## QUOTED PASSAGE
────────────────

Even catastrophes like HIV or WW2 only put a temporary dent in this progress.

However it is not a smooth line up, but a jagged saw tooth.The cycle (and there are multiple different cycles running at the same time- eg commodities/industrial production etc) in it's most simplified situation is thus:

Along comes a need or an innovation- eg railroads in the US to bring wood and gold back to the burgeoning eastern seaboard or the Internet. This draws in money which causes a boom in the sector or even the whole economy. Eventually it becomes too speculative as investors are mesmerized by the huge gains made by the early money. More and more money flows into the sector, so much so , that bubbles often form in these assets or companies and they leave their most optimistic fundamental valuations. Eventually the boom turns to bust as not all the 'blue-sky' projections can be met.

Companies go bust. Most railway companies in the US went belly-up as did the Dot-com companies. Debt is defaulted on. A recession in that industry or even the whole economy ensues and we wait for the next driver.

The graph above is the picture of human greed and fear. It is stupidity too, however, it is necessary to move us along the graph upwards. Without speculation, we would not have had dozens of railway companies fighting to cross the US. The process would have taken decades longer.

So are we always stuck with this business cycle, where a mis-allocation of resources ends in tears- which can often be so severe that it leads to social upheaval eg WW2?

Some economist like Keynes suggested acting to smooth out the cycles. Intervene to reign in speculation as the cycle went up and add money (borrowed if need be) on the way down.

Then we had fools like Greenspan and Bernanke (and the Treasury secretaries like Robert Rubin, Lawrence Summers and Paulson who worked with them) who thought they could halt the business cycle- they unfortunately influenced all the other Central Bankers from Europe to Canada.

They allowed the cycles to go as high as possible and even advocated removing the few legal restrictions which kept the worst of human greed and speculation under check. This is from the free-market theories of Milton Freidman.

It led to HUGE up-cycles and misallocation of resources- eg the Dot-com boom. When these bubbles burst, they then became Keynesian - lowering interest rates and trying to bail out the stranded speculators.

They did this prior to the Dot-com with a number of mini-booms/busts like the LTCM (derivatives explosion) and the Russian and emerging market debt boom/crisis.

What this did was make the up swings huge but cut off the down swings. It seems like a good idea and in fact many wise economists in Central banks thought that Greenspan had found the Holy Grail. Lots of up, but very little down. There were no major recessions from 1987 when Greenspan took over.

Of course all that does is delay the inevitable. You don't get a good purge of speculation, the big money gets the message fast- we will be bailed out of our mistakes. So each bubble gets bigger as it has to swallow the losses of the previous one too.

────────────────

## EXERCISE TASKS
(1) In the passage on business cycles, write out the stretch from "What this did" through "previous one too.".
(2) According to the passage on business cycles, from what year were there no major recessions?
(3) Pick up the passage on business cycles after its last sentence and keep writing it.

[Coordinate labeling data]
────────────────

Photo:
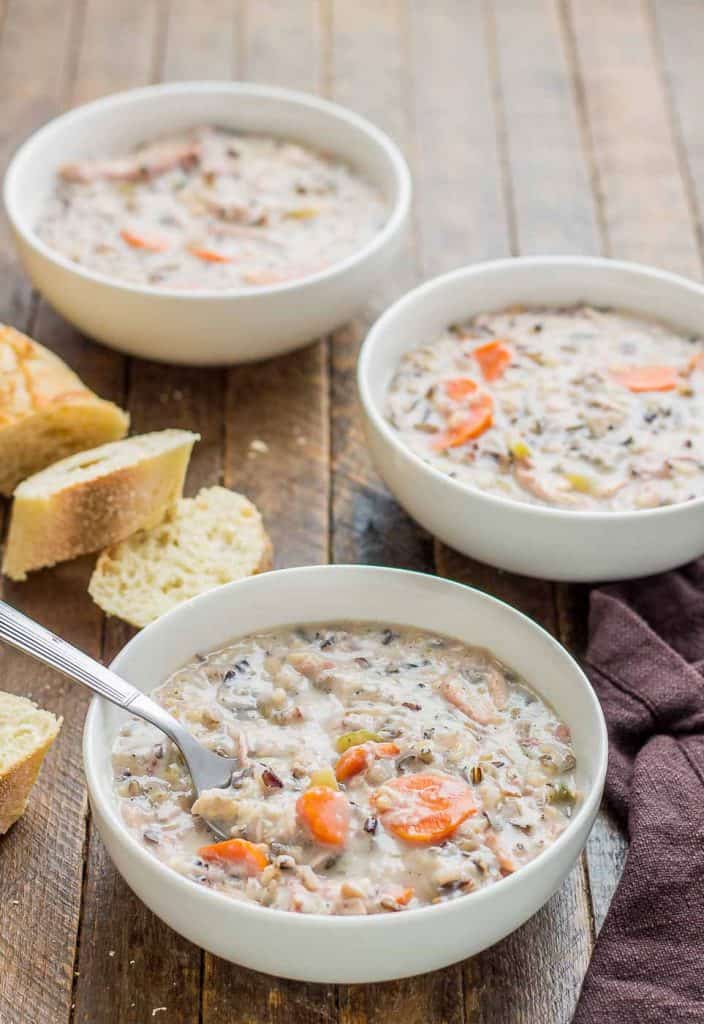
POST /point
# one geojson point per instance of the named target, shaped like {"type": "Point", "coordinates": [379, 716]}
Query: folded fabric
{"type": "Point", "coordinates": [646, 660]}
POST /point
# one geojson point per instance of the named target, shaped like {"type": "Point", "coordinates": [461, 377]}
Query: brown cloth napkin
{"type": "Point", "coordinates": [646, 660]}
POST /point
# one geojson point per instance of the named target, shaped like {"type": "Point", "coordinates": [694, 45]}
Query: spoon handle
{"type": "Point", "coordinates": [28, 636]}
{"type": "Point", "coordinates": [207, 768]}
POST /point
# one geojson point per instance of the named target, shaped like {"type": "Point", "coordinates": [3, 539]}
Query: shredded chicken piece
{"type": "Point", "coordinates": [145, 164]}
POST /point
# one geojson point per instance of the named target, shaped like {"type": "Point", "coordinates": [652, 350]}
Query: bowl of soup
{"type": "Point", "coordinates": [207, 222]}
{"type": "Point", "coordinates": [420, 767]}
{"type": "Point", "coordinates": [545, 415]}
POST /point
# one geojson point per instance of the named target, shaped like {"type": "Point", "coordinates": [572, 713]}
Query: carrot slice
{"type": "Point", "coordinates": [459, 387]}
{"type": "Point", "coordinates": [357, 759]}
{"type": "Point", "coordinates": [210, 255]}
{"type": "Point", "coordinates": [236, 851]}
{"type": "Point", "coordinates": [493, 357]}
{"type": "Point", "coordinates": [653, 378]}
{"type": "Point", "coordinates": [325, 813]}
{"type": "Point", "coordinates": [141, 242]}
{"type": "Point", "coordinates": [478, 419]}
{"type": "Point", "coordinates": [425, 808]}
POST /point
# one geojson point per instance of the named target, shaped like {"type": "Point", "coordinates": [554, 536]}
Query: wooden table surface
{"type": "Point", "coordinates": [531, 126]}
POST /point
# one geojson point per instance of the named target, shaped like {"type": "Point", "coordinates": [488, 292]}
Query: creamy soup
{"type": "Point", "coordinates": [381, 768]}
{"type": "Point", "coordinates": [211, 209]}
{"type": "Point", "coordinates": [577, 408]}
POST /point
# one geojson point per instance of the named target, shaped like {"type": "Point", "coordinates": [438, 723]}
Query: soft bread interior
{"type": "Point", "coordinates": [24, 729]}
{"type": "Point", "coordinates": [98, 462]}
{"type": "Point", "coordinates": [204, 542]}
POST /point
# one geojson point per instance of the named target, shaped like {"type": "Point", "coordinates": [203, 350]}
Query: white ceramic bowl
{"type": "Point", "coordinates": [314, 947]}
{"type": "Point", "coordinates": [217, 327]}
{"type": "Point", "coordinates": [534, 540]}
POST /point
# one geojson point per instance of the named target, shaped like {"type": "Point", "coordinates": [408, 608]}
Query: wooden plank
{"type": "Point", "coordinates": [200, 40]}
{"type": "Point", "coordinates": [678, 32]}
{"type": "Point", "coordinates": [44, 852]}
{"type": "Point", "coordinates": [284, 403]}
{"type": "Point", "coordinates": [646, 208]}
{"type": "Point", "coordinates": [369, 72]}
{"type": "Point", "coordinates": [550, 178]}
{"type": "Point", "coordinates": [518, 60]}
{"type": "Point", "coordinates": [646, 213]}
{"type": "Point", "coordinates": [129, 963]}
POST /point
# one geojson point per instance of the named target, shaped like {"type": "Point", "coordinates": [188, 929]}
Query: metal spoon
{"type": "Point", "coordinates": [208, 770]}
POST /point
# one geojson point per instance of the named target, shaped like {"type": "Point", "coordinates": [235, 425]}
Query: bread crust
{"type": "Point", "coordinates": [89, 514]}
{"type": "Point", "coordinates": [16, 782]}
{"type": "Point", "coordinates": [46, 412]}
{"type": "Point", "coordinates": [126, 580]}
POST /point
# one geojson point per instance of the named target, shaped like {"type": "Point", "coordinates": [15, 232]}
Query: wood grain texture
{"type": "Point", "coordinates": [43, 853]}
{"type": "Point", "coordinates": [550, 178]}
{"type": "Point", "coordinates": [200, 43]}
{"type": "Point", "coordinates": [523, 978]}
{"type": "Point", "coordinates": [129, 963]}
{"type": "Point", "coordinates": [284, 403]}
{"type": "Point", "coordinates": [646, 209]}
{"type": "Point", "coordinates": [678, 31]}
{"type": "Point", "coordinates": [368, 71]}
{"type": "Point", "coordinates": [646, 212]}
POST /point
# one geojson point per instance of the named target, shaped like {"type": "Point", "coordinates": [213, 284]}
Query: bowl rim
{"type": "Point", "coordinates": [399, 205]}
{"type": "Point", "coordinates": [375, 340]}
{"type": "Point", "coordinates": [180, 615]}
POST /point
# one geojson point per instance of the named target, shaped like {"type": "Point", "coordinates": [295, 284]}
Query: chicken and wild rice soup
{"type": "Point", "coordinates": [382, 768]}
{"type": "Point", "coordinates": [211, 209]}
{"type": "Point", "coordinates": [578, 408]}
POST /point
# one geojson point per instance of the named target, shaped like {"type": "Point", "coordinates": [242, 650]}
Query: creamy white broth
{"type": "Point", "coordinates": [592, 409]}
{"type": "Point", "coordinates": [386, 710]}
{"type": "Point", "coordinates": [211, 209]}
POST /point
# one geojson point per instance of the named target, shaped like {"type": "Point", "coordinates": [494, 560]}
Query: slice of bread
{"type": "Point", "coordinates": [95, 498]}
{"type": "Point", "coordinates": [212, 539]}
{"type": "Point", "coordinates": [27, 732]}
{"type": "Point", "coordinates": [46, 412]}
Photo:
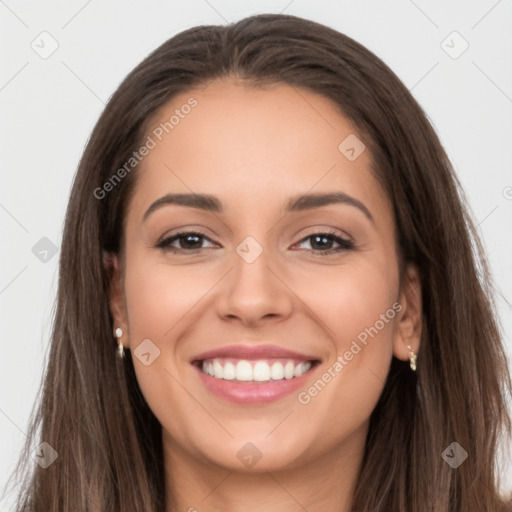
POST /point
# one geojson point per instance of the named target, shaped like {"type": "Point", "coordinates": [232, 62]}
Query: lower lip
{"type": "Point", "coordinates": [251, 392]}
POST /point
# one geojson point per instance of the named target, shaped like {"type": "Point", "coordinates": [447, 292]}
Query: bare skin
{"type": "Point", "coordinates": [254, 149]}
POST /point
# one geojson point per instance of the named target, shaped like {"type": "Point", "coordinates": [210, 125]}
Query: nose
{"type": "Point", "coordinates": [255, 293]}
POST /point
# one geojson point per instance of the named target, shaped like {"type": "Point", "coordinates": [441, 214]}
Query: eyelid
{"type": "Point", "coordinates": [344, 241]}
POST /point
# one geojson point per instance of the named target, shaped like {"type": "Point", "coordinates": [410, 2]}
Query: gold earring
{"type": "Point", "coordinates": [120, 348]}
{"type": "Point", "coordinates": [412, 358]}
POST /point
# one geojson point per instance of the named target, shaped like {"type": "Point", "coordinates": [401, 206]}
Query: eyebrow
{"type": "Point", "coordinates": [298, 203]}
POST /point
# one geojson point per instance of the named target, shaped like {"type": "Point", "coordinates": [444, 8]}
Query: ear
{"type": "Point", "coordinates": [409, 319]}
{"type": "Point", "coordinates": [116, 296]}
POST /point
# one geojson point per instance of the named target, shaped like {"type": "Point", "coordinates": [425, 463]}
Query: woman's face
{"type": "Point", "coordinates": [253, 274]}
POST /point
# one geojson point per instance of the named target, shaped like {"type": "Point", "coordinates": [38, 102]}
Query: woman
{"type": "Point", "coordinates": [255, 372]}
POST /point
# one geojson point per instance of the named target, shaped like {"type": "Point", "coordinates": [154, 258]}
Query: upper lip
{"type": "Point", "coordinates": [252, 352]}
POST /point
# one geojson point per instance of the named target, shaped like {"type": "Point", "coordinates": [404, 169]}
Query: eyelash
{"type": "Point", "coordinates": [345, 245]}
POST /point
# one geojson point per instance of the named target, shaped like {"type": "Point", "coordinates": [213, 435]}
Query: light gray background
{"type": "Point", "coordinates": [49, 107]}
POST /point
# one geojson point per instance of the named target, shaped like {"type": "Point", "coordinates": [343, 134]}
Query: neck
{"type": "Point", "coordinates": [326, 482]}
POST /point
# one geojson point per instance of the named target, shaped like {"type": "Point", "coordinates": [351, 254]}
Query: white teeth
{"type": "Point", "coordinates": [261, 371]}
{"type": "Point", "coordinates": [229, 371]}
{"type": "Point", "coordinates": [243, 370]}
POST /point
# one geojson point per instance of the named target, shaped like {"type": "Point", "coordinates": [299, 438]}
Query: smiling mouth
{"type": "Point", "coordinates": [255, 371]}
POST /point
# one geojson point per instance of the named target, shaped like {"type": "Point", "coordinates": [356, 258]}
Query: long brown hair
{"type": "Point", "coordinates": [91, 410]}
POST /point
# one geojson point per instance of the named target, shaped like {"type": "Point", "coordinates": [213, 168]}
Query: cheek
{"type": "Point", "coordinates": [158, 297]}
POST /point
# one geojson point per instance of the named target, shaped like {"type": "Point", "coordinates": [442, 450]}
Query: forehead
{"type": "Point", "coordinates": [252, 146]}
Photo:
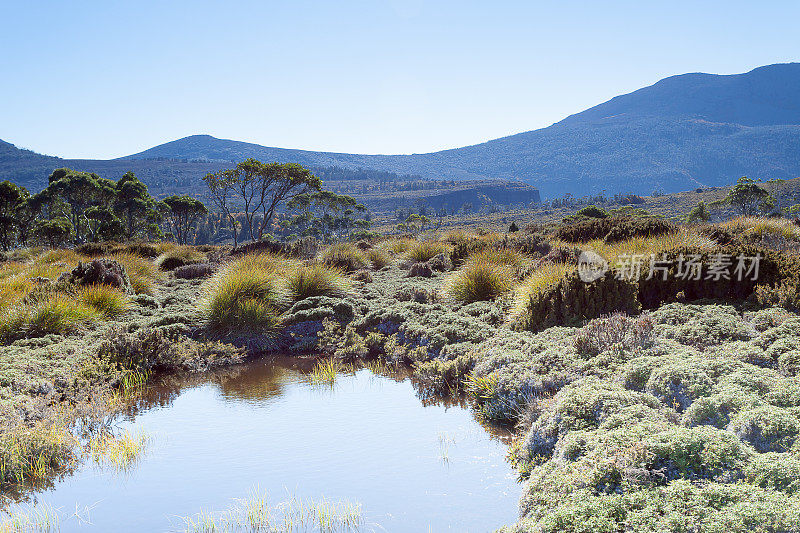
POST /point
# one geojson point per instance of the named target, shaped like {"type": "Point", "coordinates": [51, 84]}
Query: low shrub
{"type": "Point", "coordinates": [196, 270]}
{"type": "Point", "coordinates": [179, 256]}
{"type": "Point", "coordinates": [306, 281]}
{"type": "Point", "coordinates": [106, 300]}
{"type": "Point", "coordinates": [378, 258]}
{"type": "Point", "coordinates": [344, 256]}
{"type": "Point", "coordinates": [476, 282]}
{"type": "Point", "coordinates": [245, 296]}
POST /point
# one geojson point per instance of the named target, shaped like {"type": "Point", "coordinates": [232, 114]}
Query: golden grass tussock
{"type": "Point", "coordinates": [396, 246]}
{"type": "Point", "coordinates": [119, 452]}
{"type": "Point", "coordinates": [537, 282]}
{"type": "Point", "coordinates": [421, 251]}
{"type": "Point", "coordinates": [344, 255]}
{"type": "Point", "coordinates": [177, 256]}
{"type": "Point", "coordinates": [245, 295]}
{"type": "Point", "coordinates": [316, 279]}
{"type": "Point", "coordinates": [645, 246]}
{"type": "Point", "coordinates": [142, 272]}
{"type": "Point", "coordinates": [475, 282]}
{"type": "Point", "coordinates": [379, 258]}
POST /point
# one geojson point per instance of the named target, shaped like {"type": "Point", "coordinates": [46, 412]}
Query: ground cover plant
{"type": "Point", "coordinates": [639, 404]}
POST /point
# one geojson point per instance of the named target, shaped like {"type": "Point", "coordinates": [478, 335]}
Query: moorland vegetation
{"type": "Point", "coordinates": [641, 402]}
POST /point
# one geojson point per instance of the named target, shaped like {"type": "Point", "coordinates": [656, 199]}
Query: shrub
{"type": "Point", "coordinates": [766, 428]}
{"type": "Point", "coordinates": [478, 282]}
{"type": "Point", "coordinates": [142, 272]}
{"type": "Point", "coordinates": [306, 281]}
{"type": "Point", "coordinates": [614, 229]}
{"type": "Point", "coordinates": [179, 256]}
{"type": "Point", "coordinates": [544, 301]}
{"type": "Point", "coordinates": [617, 331]}
{"type": "Point", "coordinates": [592, 211]}
{"type": "Point", "coordinates": [106, 300]}
{"type": "Point", "coordinates": [245, 296]}
{"type": "Point", "coordinates": [422, 251]}
{"type": "Point", "coordinates": [344, 256]}
{"type": "Point", "coordinates": [58, 313]}
{"type": "Point", "coordinates": [378, 258]}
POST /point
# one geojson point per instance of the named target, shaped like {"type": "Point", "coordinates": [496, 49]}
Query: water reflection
{"type": "Point", "coordinates": [412, 465]}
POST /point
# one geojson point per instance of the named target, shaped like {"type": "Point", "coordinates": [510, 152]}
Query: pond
{"type": "Point", "coordinates": [266, 427]}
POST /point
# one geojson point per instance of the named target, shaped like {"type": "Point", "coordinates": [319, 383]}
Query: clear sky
{"type": "Point", "coordinates": [103, 79]}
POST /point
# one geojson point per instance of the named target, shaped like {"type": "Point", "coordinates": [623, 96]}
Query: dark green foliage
{"type": "Point", "coordinates": [613, 229]}
{"type": "Point", "coordinates": [572, 300]}
{"type": "Point", "coordinates": [774, 268]}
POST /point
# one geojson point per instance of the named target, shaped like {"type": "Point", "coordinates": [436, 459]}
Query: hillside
{"type": "Point", "coordinates": [686, 131]}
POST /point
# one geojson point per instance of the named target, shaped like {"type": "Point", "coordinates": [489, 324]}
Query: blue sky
{"type": "Point", "coordinates": [107, 79]}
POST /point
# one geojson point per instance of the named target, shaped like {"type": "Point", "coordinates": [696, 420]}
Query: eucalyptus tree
{"type": "Point", "coordinates": [183, 214]}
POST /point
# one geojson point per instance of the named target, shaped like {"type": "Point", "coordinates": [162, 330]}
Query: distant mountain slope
{"type": "Point", "coordinates": [682, 132]}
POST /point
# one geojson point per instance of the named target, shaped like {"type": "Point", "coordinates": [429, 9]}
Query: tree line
{"type": "Point", "coordinates": [253, 201]}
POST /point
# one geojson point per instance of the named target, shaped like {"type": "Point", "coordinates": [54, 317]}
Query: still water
{"type": "Point", "coordinates": [411, 465]}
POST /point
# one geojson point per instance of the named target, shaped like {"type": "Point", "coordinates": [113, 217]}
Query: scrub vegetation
{"type": "Point", "coordinates": [642, 400]}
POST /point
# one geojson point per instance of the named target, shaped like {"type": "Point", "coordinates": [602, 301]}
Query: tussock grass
{"type": "Point", "coordinates": [780, 227]}
{"type": "Point", "coordinates": [58, 313]}
{"type": "Point", "coordinates": [396, 246]}
{"type": "Point", "coordinates": [476, 282]}
{"type": "Point", "coordinates": [345, 256]}
{"type": "Point", "coordinates": [295, 514]}
{"type": "Point", "coordinates": [325, 371]}
{"type": "Point", "coordinates": [537, 282]}
{"type": "Point", "coordinates": [108, 301]}
{"type": "Point", "coordinates": [245, 295]}
{"type": "Point", "coordinates": [644, 246]}
{"type": "Point", "coordinates": [316, 279]}
{"type": "Point", "coordinates": [179, 256]}
{"type": "Point", "coordinates": [378, 258]}
{"type": "Point", "coordinates": [37, 518]}
{"type": "Point", "coordinates": [142, 272]}
{"type": "Point", "coordinates": [32, 452]}
{"type": "Point", "coordinates": [422, 251]}
{"type": "Point", "coordinates": [118, 452]}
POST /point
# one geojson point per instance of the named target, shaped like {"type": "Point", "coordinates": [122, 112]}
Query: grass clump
{"type": "Point", "coordinates": [246, 295]}
{"type": "Point", "coordinates": [345, 256]}
{"type": "Point", "coordinates": [108, 301]}
{"type": "Point", "coordinates": [179, 256]}
{"type": "Point", "coordinates": [476, 282]}
{"type": "Point", "coordinates": [316, 279]}
{"type": "Point", "coordinates": [421, 251]}
{"type": "Point", "coordinates": [378, 258]}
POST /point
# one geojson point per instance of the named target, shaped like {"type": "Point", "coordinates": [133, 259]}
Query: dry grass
{"type": "Point", "coordinates": [316, 279]}
{"type": "Point", "coordinates": [478, 282]}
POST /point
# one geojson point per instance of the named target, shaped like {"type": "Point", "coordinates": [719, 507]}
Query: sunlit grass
{"type": "Point", "coordinates": [316, 279]}
{"type": "Point", "coordinates": [108, 301]}
{"type": "Point", "coordinates": [537, 282]}
{"type": "Point", "coordinates": [245, 295]}
{"type": "Point", "coordinates": [118, 452]}
{"type": "Point", "coordinates": [39, 518]}
{"type": "Point", "coordinates": [345, 256]}
{"type": "Point", "coordinates": [476, 282]}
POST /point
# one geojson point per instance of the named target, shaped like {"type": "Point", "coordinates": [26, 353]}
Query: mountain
{"type": "Point", "coordinates": [683, 132]}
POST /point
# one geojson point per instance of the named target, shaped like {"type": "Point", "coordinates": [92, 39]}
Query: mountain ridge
{"type": "Point", "coordinates": [682, 132]}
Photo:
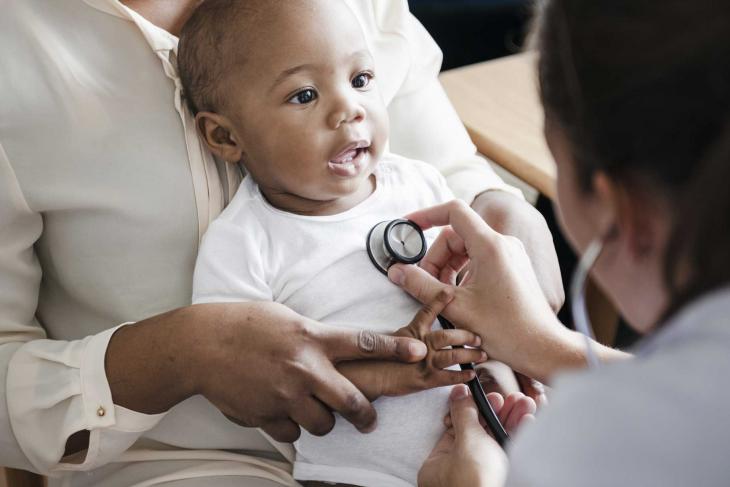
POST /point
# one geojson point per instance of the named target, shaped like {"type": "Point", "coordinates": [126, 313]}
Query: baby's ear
{"type": "Point", "coordinates": [217, 131]}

────────────────

## TASK-BY-TASK OUTPUTS
(1)
What this did was make the up swings huge but cut off the down swings. It seems like a good idea and in fact many wise economists in Central banks thought that Greenspan had found the Holy Grail. Lots of up, but very little down. There were no major recessions from 1987 when Greenspan took over.

Of course all that does is delay the inevitable. You don't get a good purge of speculation, the big money gets the message fast- we will be bailed out of our mistakes. So each bubble gets bigger as it has to swallow the losses of the previous one too.

(2) From 1987, when Greenspan took over.

(3)
Thus we had the huge housing bubble in the US. When that burst they tried again. Zero interest rates and even took the debt of speculators onto Government books. However it was too big and all the pent up excess had to come out of the system.

They could not stop the downward movement with their usual bag of tricks. The business cycle took it's full revenge.

There in fact several different cycles with different time frames that play out at the same time. There are short cycles and then longer more dramatic ones. Nicolai Kondratiev a Soviet economist and wrote about it. His theory was that this was how capitalism moved from animal exuberance to purging the excess speculation. A form of self-cleansing if you will. For suggesting this he earned Stalin's anger and was sent to a gulag and later executed there.

As I mentioned we have come though a period where we had the worst of both worlds. Regulators who did not regulate. Central bankers who were too close to the speculators and politicians who did not want the good times to be curtailed. The result was a delaying of the cleansing until we now have the mother-of-all down waves.

It is human nature to want to delay pain. We did it in Canada. When the crisis hit in 2008- we were in excellent shape. Low consumer debt, near balanced budget, and still buoyant commodity prices.

However our own Central bankers and politicians panicked. You know the script. Zero interest rates, CMHC doubling, Tax incentives, RRSP down-payments, Long mortgages etc.

All leading to our own speculative bubble which as Ben has shown is right where the US was when they burst. Had they done nothing we would have gone though pain. However it is very likely that as a result there will be even more pain.. I guess everyone just hopes it bursts on someone else's watch.

It is like a party where everyone is get rat-faced drunk and a few people nag that this is not going to end well. "This will end with fights, and vomiting, and maybe even more serious events". - They are told they are Spoil-sports! Drink. Enjoy the fun.

Of course the bears in the US were fully vindicated, not that it gives them much comfort, since they have to share the pain with everyone else!